** Opening RECORDS SUPPLIED block **

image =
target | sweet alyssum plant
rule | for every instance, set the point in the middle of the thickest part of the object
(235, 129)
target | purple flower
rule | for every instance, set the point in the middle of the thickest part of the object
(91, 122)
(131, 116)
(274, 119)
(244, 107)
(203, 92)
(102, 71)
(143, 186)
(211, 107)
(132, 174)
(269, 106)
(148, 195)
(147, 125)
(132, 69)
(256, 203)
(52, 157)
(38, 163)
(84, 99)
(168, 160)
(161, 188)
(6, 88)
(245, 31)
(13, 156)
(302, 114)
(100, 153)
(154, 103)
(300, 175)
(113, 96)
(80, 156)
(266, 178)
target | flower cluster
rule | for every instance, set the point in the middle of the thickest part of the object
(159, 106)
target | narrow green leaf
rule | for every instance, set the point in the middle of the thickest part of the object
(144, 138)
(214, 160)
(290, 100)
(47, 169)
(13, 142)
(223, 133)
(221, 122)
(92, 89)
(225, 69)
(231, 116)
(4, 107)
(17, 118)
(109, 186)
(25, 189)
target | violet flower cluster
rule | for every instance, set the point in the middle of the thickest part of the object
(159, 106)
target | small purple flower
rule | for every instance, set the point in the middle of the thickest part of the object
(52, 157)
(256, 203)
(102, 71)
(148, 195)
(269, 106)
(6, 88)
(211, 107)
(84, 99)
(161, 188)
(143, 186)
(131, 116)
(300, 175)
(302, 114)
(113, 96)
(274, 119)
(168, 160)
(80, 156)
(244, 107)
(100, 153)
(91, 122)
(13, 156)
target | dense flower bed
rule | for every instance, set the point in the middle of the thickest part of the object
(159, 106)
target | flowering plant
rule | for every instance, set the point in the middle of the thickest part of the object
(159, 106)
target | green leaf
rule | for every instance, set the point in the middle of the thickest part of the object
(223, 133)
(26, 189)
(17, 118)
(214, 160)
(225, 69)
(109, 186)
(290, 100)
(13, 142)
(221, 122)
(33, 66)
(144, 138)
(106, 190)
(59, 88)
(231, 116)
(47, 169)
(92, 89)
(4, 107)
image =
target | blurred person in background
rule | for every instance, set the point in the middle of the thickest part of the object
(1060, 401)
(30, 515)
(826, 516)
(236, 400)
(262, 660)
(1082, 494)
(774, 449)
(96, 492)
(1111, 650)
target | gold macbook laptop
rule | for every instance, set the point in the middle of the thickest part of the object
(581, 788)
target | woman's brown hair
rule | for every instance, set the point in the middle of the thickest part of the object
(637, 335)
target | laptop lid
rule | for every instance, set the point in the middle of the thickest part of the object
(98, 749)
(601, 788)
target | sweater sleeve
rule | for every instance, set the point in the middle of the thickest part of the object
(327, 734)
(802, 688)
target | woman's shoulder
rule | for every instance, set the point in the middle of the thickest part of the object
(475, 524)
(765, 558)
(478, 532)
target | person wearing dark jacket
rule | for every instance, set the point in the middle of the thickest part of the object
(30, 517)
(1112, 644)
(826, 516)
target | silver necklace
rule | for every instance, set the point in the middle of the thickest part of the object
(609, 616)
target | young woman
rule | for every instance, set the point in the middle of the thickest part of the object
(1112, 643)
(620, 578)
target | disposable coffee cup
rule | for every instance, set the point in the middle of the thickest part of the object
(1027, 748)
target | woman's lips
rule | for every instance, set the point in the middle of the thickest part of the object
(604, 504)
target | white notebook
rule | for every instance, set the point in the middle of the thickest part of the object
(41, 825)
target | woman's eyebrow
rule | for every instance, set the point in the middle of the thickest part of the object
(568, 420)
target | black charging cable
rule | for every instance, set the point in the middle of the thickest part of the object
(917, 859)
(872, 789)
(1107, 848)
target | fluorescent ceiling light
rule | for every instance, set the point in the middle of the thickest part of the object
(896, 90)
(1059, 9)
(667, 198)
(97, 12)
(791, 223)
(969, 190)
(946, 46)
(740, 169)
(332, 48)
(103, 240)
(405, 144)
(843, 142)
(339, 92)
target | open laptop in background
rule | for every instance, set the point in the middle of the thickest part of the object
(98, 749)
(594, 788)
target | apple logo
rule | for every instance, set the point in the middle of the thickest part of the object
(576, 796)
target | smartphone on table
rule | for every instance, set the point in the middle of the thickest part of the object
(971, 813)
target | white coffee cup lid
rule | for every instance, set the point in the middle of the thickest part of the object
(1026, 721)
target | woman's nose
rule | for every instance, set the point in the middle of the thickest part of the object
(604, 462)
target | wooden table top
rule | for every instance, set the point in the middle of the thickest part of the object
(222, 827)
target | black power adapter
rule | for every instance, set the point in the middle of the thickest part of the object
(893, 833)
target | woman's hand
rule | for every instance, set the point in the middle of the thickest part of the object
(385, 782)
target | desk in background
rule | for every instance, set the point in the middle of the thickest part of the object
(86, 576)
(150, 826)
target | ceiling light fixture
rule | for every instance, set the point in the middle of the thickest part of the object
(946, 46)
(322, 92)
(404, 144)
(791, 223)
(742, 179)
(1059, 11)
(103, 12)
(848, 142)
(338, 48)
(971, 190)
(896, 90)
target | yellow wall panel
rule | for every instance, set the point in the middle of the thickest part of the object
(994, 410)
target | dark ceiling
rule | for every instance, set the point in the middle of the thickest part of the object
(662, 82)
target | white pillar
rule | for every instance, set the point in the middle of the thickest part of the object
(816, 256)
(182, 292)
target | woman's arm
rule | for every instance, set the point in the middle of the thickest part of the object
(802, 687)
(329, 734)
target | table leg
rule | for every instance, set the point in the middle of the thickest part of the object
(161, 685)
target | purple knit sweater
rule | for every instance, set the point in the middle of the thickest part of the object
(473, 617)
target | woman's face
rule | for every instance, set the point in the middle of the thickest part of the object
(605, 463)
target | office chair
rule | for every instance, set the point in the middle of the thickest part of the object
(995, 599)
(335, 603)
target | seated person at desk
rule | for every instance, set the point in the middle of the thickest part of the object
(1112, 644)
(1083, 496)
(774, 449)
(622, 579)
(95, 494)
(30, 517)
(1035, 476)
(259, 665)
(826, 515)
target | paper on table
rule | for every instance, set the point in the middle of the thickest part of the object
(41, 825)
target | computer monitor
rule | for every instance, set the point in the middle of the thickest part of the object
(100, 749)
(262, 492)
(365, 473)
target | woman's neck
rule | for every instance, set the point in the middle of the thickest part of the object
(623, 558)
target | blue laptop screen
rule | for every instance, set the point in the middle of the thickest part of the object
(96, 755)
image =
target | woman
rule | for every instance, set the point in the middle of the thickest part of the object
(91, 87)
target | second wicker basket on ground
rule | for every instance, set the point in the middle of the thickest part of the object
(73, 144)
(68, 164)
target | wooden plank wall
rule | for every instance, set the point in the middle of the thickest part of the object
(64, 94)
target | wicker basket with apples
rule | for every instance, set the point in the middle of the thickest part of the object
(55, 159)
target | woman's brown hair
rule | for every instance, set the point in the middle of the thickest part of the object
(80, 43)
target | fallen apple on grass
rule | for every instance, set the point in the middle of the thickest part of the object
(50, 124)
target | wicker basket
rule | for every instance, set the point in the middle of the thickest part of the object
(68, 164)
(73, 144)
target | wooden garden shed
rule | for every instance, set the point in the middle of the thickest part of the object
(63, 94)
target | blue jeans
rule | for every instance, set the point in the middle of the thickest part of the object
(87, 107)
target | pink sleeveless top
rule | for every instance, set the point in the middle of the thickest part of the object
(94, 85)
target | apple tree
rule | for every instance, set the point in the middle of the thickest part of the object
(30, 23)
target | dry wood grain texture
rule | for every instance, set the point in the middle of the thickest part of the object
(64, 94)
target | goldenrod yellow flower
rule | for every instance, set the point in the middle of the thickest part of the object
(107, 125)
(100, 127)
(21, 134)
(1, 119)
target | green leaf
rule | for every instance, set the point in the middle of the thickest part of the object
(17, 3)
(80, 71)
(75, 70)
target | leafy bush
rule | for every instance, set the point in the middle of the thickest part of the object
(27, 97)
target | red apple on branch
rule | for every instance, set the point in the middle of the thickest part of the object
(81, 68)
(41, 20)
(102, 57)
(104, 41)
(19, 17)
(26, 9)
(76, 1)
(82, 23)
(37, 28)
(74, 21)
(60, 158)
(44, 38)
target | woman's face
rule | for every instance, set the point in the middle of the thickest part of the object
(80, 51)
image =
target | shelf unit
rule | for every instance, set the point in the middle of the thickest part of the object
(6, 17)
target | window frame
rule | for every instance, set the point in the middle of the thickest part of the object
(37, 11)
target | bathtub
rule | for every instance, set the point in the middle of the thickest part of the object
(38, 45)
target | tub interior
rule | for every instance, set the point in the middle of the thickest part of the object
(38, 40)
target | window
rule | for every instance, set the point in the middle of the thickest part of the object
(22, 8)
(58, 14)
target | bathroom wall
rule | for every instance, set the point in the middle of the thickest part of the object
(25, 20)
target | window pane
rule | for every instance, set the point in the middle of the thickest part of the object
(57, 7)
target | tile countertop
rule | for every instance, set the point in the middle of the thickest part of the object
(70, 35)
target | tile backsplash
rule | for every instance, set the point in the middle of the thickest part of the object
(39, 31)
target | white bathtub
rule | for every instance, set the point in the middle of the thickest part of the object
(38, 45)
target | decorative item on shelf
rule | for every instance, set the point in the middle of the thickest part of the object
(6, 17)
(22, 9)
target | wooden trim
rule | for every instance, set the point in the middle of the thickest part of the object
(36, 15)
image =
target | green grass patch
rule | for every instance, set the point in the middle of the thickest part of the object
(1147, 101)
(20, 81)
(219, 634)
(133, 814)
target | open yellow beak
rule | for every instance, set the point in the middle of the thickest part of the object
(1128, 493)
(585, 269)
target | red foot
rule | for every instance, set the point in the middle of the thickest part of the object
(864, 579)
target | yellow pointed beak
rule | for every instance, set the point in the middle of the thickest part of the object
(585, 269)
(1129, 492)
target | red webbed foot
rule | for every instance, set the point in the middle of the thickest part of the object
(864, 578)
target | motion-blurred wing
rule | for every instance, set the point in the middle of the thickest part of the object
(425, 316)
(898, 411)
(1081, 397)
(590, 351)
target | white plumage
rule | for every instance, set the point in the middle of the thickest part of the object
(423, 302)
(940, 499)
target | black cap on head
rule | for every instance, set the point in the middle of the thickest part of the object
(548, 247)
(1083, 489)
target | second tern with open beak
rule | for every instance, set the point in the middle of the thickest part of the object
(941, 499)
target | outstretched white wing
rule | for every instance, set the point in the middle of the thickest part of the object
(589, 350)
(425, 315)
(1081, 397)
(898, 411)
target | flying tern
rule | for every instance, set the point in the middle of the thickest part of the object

** Closing RECORDS SUPPLIED block **

■ EXERCISE PROMPT
Output the first line of the entries above and every line after it, exactly as written, ending with the line that contains "target | narrow green leaf".

■ SOLUTION FOR THIS TASK
image =
target | sweet alyssum plant
rule | for every instance, set the point in the middle of the thickest part of the object
(235, 129)
target | purple flower
rule | for every instance, set the point in the middle of the thickest part of the object
(91, 122)
(131, 116)
(274, 119)
(244, 107)
(203, 92)
(102, 71)
(143, 186)
(211, 107)
(132, 174)
(269, 106)
(148, 195)
(147, 125)
(132, 69)
(256, 203)
(52, 157)
(38, 163)
(84, 99)
(168, 160)
(161, 188)
(6, 88)
(245, 31)
(13, 156)
(302, 114)
(100, 153)
(154, 103)
(300, 175)
(113, 96)
(80, 156)
(266, 178)
target | flower cluster
rule | for every instance, set the point in the middle of the thickest part of the object
(159, 106)
target | narrow green leaf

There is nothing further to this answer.